Entries taken from a collection:
=== Begin Enclosure ===

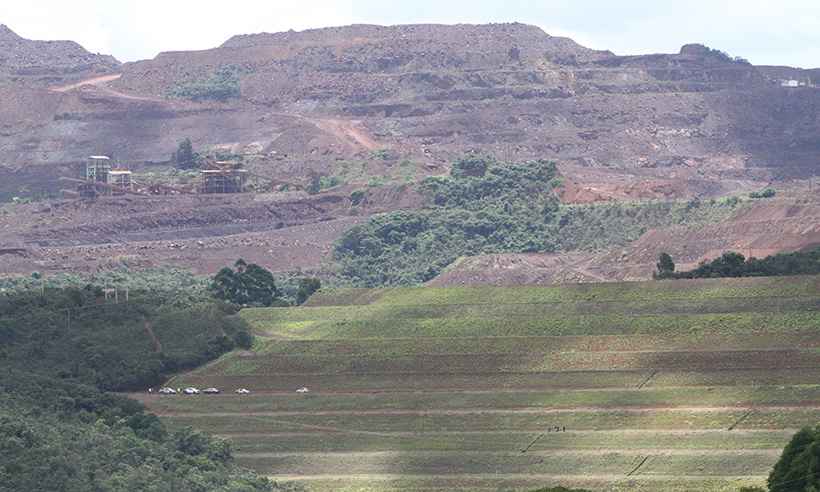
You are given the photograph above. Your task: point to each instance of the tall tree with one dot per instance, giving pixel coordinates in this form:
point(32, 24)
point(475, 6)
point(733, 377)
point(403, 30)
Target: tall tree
point(185, 157)
point(665, 265)
point(248, 284)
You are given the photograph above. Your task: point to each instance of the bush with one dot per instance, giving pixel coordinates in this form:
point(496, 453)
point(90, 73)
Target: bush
point(222, 85)
point(246, 285)
point(185, 157)
point(732, 264)
point(357, 197)
point(798, 470)
point(765, 193)
point(307, 287)
point(489, 207)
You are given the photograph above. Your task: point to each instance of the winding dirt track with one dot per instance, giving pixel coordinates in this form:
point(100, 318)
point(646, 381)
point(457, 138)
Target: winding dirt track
point(96, 81)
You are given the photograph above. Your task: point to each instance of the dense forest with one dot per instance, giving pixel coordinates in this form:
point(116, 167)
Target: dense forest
point(60, 348)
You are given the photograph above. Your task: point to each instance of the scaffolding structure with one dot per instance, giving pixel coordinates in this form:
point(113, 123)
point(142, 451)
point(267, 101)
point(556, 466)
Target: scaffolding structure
point(104, 178)
point(224, 179)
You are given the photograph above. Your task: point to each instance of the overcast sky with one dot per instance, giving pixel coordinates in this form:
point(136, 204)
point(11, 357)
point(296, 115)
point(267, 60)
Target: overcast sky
point(767, 32)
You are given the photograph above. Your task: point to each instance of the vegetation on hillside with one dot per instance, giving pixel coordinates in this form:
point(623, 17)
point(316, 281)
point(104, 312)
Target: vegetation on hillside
point(245, 285)
point(488, 207)
point(185, 157)
point(222, 85)
point(62, 344)
point(58, 435)
point(732, 264)
point(798, 469)
point(77, 334)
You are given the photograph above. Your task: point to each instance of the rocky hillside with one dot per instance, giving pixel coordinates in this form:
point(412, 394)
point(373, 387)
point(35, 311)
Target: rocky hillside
point(695, 122)
point(42, 63)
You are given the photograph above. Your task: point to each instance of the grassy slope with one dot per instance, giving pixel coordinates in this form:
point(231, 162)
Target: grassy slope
point(443, 387)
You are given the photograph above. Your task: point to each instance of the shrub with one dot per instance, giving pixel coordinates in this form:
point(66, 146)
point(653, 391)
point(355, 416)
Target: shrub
point(245, 285)
point(222, 85)
point(307, 287)
point(765, 193)
point(357, 197)
point(732, 264)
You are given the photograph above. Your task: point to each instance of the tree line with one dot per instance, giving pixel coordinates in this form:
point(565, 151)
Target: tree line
point(733, 264)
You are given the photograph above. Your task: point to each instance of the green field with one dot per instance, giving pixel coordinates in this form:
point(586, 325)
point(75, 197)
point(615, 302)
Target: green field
point(655, 386)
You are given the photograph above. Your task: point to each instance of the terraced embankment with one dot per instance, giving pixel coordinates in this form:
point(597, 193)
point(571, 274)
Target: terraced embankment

=== End Enclosure ===

Write out, exactly as shown, only the lines running from the one that contains "of the green" to the last line above.

You are given the photograph above. Your task: point to each instance of the green field with one dot per instance, giving pixel coordinates in this form:
point(586, 325)
point(75, 197)
point(615, 302)
Target: green field
point(655, 386)
You are given the photograph above. Your task: point to each instance of the terraced embankment with one dot per instance, giving pixel coordinates in this form:
point(597, 193)
point(571, 274)
Target: terraced embankment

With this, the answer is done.